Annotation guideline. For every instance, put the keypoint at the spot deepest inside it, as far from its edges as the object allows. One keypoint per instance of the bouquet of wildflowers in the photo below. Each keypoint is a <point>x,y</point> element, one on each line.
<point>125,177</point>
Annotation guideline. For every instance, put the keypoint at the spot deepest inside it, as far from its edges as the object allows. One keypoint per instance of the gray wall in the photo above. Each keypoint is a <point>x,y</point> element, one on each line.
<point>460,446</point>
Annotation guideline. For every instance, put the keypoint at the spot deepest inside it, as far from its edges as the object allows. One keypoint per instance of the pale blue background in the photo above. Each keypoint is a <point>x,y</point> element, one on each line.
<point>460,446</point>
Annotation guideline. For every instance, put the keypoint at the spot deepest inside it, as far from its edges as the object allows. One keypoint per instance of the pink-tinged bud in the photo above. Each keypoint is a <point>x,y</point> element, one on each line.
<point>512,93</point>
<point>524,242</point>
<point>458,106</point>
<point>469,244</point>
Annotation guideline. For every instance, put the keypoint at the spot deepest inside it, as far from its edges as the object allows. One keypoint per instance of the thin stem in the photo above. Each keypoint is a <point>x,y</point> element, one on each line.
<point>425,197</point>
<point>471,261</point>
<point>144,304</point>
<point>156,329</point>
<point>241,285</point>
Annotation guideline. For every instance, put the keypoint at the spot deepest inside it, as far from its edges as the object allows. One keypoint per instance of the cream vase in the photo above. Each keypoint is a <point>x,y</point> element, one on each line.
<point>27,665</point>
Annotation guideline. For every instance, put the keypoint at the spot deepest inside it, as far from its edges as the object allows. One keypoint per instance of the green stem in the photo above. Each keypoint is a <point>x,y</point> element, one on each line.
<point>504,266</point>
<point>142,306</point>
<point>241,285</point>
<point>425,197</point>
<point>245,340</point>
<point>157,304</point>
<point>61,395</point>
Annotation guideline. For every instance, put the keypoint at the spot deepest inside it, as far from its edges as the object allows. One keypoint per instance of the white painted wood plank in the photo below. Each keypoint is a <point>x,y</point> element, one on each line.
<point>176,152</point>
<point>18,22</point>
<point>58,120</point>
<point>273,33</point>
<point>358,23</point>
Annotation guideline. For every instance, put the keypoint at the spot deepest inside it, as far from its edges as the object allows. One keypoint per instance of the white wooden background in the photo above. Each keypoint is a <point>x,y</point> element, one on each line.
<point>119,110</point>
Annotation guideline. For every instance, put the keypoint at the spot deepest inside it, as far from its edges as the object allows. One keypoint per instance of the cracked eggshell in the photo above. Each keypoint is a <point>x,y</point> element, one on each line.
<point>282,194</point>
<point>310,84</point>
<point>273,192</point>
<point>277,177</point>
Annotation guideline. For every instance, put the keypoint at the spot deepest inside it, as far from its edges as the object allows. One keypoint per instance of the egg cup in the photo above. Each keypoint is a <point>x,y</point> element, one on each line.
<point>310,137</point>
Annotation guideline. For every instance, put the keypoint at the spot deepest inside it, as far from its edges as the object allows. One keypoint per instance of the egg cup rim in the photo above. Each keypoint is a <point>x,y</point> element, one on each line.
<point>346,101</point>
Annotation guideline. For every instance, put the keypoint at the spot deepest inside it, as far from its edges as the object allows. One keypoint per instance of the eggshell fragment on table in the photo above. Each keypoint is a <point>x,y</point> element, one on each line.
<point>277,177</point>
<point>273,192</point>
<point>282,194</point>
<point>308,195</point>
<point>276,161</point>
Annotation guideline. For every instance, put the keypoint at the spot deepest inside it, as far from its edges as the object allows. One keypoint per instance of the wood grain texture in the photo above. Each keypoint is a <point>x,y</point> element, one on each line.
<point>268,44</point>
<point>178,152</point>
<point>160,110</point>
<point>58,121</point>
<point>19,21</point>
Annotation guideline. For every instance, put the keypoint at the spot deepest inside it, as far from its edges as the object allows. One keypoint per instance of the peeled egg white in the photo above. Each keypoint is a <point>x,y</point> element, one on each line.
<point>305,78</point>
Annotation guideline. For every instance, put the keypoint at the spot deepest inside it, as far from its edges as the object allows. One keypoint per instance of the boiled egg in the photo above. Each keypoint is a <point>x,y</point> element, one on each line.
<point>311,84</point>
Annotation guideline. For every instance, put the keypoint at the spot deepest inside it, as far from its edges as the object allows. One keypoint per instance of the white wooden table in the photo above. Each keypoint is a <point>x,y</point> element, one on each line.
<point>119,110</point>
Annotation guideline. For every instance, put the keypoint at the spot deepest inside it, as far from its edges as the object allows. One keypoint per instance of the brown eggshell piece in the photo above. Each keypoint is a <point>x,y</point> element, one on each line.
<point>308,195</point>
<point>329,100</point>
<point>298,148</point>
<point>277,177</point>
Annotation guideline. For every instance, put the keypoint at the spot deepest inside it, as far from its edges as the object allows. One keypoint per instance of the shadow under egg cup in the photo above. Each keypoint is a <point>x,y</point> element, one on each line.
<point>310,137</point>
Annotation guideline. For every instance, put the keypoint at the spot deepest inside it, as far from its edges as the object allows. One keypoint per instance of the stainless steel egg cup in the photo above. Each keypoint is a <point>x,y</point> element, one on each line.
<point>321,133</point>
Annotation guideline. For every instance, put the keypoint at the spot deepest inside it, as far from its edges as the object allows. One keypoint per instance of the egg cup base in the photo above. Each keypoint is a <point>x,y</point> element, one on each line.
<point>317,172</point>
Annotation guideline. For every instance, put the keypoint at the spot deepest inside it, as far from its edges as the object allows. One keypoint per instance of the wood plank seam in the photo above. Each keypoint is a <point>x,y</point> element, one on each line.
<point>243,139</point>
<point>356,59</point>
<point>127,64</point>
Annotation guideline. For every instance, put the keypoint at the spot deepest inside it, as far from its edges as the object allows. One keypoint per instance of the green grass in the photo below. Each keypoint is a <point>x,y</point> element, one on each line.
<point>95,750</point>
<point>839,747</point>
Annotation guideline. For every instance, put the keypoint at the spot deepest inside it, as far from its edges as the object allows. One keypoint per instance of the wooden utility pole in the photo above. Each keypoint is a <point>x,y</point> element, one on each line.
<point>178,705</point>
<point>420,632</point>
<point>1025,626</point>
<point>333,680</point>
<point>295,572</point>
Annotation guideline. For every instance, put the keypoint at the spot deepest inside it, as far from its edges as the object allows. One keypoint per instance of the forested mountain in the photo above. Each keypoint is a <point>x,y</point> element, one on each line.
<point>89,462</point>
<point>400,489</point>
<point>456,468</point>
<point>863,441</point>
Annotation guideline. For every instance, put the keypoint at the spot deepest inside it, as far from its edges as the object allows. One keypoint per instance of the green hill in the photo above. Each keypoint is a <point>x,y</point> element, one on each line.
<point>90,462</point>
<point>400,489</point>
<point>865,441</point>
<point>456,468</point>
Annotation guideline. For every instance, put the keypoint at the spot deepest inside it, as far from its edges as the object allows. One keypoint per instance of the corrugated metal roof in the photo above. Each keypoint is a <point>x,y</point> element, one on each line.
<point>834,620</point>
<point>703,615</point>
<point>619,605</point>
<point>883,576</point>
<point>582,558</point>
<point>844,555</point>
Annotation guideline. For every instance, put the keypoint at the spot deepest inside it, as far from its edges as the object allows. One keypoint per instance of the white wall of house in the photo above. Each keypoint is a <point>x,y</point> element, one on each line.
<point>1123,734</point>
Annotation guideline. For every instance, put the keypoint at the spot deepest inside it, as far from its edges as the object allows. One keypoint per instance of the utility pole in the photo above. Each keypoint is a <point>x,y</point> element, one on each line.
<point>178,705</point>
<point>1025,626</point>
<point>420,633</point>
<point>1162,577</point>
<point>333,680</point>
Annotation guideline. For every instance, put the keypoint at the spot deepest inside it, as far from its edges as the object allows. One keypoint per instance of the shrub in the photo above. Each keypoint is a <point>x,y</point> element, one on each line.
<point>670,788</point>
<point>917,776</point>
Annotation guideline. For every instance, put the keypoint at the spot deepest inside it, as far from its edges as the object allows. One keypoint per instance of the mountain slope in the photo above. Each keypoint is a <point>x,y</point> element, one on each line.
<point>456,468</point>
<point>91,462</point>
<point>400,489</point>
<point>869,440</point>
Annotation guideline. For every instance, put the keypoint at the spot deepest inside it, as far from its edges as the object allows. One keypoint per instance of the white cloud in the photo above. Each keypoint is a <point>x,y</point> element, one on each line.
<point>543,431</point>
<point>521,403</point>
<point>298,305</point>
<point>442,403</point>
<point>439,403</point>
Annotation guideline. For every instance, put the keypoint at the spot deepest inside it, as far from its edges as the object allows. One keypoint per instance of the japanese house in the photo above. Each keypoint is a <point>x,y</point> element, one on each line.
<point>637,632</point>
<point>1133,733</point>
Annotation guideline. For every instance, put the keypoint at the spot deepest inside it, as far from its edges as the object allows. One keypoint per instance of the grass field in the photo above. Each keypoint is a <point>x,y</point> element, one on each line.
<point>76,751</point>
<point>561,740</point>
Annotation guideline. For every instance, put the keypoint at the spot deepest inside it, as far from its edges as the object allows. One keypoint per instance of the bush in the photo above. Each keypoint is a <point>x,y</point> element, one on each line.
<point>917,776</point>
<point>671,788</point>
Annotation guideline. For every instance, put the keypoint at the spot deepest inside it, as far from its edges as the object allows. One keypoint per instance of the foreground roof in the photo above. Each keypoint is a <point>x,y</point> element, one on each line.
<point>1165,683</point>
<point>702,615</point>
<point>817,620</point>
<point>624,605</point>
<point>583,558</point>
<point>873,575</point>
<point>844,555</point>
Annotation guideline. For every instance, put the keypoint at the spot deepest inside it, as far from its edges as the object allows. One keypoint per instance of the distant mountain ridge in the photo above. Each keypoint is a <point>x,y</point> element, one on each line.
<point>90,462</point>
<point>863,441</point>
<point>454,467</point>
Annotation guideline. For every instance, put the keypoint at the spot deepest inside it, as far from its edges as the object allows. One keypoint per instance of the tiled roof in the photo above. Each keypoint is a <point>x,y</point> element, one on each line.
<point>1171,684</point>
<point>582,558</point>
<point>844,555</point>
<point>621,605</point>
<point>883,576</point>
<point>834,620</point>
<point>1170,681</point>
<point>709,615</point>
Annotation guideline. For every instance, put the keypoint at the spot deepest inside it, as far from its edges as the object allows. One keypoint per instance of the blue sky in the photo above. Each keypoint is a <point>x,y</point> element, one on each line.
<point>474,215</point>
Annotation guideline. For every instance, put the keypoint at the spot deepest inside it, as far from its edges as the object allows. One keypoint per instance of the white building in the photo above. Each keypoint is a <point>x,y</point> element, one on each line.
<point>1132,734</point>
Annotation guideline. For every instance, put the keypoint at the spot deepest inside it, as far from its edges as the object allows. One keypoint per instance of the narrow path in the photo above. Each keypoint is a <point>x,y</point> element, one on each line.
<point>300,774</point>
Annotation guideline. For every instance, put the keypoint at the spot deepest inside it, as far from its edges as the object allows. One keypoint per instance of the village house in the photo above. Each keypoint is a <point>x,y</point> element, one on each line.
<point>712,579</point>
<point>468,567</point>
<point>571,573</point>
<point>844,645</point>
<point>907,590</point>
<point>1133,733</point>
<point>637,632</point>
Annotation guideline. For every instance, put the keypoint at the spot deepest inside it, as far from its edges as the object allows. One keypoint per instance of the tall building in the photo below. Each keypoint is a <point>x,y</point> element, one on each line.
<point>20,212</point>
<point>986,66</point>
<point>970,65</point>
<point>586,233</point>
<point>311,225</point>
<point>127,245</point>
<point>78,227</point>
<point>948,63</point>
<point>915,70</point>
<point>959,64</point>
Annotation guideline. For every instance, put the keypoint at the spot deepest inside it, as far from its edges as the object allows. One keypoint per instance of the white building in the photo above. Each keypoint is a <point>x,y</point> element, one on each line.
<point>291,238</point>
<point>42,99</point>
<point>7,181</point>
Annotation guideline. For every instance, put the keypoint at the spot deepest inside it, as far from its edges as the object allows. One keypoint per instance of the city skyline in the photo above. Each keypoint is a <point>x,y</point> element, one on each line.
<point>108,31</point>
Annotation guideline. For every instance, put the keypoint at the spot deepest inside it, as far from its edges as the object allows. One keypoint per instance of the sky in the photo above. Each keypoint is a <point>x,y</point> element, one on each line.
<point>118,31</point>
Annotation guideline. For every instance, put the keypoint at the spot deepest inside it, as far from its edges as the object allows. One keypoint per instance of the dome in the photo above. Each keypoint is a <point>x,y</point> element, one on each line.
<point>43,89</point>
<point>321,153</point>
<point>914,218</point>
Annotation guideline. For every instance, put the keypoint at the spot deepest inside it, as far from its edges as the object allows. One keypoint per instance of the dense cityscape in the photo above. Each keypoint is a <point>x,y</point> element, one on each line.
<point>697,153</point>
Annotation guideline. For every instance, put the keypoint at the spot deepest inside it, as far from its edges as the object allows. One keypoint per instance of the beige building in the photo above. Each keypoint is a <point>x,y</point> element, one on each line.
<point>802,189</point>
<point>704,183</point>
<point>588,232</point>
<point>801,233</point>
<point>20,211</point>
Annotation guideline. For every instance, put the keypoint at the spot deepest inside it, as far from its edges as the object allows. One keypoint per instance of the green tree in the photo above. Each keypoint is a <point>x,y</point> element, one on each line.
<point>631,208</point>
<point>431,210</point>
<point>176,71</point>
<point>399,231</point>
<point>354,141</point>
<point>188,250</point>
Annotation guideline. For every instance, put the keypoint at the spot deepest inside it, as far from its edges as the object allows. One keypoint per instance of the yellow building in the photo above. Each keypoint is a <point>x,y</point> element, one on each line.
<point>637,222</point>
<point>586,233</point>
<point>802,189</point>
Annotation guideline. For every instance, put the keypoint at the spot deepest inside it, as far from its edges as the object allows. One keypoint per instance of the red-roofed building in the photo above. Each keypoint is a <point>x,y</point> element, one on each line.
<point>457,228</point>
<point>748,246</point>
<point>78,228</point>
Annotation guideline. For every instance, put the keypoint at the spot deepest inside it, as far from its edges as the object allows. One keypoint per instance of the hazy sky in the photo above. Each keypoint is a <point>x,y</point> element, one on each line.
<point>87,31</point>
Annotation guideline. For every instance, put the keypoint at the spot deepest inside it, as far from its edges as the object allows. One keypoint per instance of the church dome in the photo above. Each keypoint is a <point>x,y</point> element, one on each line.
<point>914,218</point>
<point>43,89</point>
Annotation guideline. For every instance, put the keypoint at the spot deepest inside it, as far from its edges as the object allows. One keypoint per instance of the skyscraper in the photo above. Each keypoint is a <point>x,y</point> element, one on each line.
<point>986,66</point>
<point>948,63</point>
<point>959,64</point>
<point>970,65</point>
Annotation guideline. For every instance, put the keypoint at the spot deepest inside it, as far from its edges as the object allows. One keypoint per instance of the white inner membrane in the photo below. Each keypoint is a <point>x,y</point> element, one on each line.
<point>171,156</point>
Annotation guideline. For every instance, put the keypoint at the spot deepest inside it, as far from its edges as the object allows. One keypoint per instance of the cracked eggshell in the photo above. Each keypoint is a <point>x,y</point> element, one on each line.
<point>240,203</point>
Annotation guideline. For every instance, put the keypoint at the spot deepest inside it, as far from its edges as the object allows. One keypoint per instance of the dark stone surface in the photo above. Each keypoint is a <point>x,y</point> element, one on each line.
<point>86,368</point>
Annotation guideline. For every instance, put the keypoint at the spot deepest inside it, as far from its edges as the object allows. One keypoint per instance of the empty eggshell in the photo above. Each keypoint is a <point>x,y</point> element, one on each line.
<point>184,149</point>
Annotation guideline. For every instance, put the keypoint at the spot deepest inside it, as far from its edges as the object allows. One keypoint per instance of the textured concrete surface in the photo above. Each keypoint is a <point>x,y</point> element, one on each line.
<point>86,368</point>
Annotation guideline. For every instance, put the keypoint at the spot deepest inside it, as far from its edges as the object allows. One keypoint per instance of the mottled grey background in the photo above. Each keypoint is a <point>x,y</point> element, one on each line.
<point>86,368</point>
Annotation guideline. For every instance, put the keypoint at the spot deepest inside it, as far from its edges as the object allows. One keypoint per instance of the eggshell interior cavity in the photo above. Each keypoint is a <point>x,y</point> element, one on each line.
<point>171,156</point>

------------------------------------------------------------

Work to complete » Reproduce verbatim the portion of the records that begins at the line containing "the wood grain" and ends after the line containing "<point>321,133</point>", including both of those lines.

Response below »
Annotation guideline. For every instance, put the keypoint at the spot deepest inside it, as far from its edges as the object allows. One keypoint per instance of the wood grain texture in the photo above. Each keypoint is a <point>x,y</point> element, one on each line.
<point>268,44</point>
<point>178,152</point>
<point>160,110</point>
<point>58,121</point>
<point>19,21</point>
Annotation guideline. For every instance, put the keypoint at the spot deepest inside it, as far from its edges as the object allows. One keypoint per instance of the peeled egg white in the photo above. Each keypoint is a <point>x,y</point> element, one on each line.
<point>305,78</point>
Annotation guideline. For every instance, put the keypoint at the spot deepest inside it, as far from its edges as the object allows. One keypoint per instance of the boiled egg in the photo above. Each keypoint is a <point>x,y</point> element, one on each line.
<point>311,84</point>
Annotation guideline. For every instance, put the keypoint at the spot deepest inside it, as far from its edges as the object allows. One keypoint per instance of the white wooden table in the photo above. Each keypoint is a <point>x,y</point> element, one on each line.
<point>119,110</point>
Annotation guideline. For every instance, put the keypoint at the spot deepest inside it, as far from its edges as the object allows. One keypoint per instance of the brown eggshell piece in the photo above. Each keypoint is a <point>x,y</point> element, one on each line.
<point>308,195</point>
<point>329,100</point>
<point>298,148</point>
<point>277,177</point>
Annotation guideline. For every instance, put the keypoint at the spot deepest inside it, as far from its edges as the object allows. One keypoint per instance of the shadow under egg cup in the photo above. Each keypoint is a <point>x,y</point> element, one on each line.
<point>310,137</point>
Annotation guideline. For every instance, put the keypoint at the spot deepest inside it, as far from its edges as the object allows. One keypoint per instance of the stainless steel egg cup in the photo above. Each keypoint is a <point>x,y</point> element, one on each line.
<point>321,133</point>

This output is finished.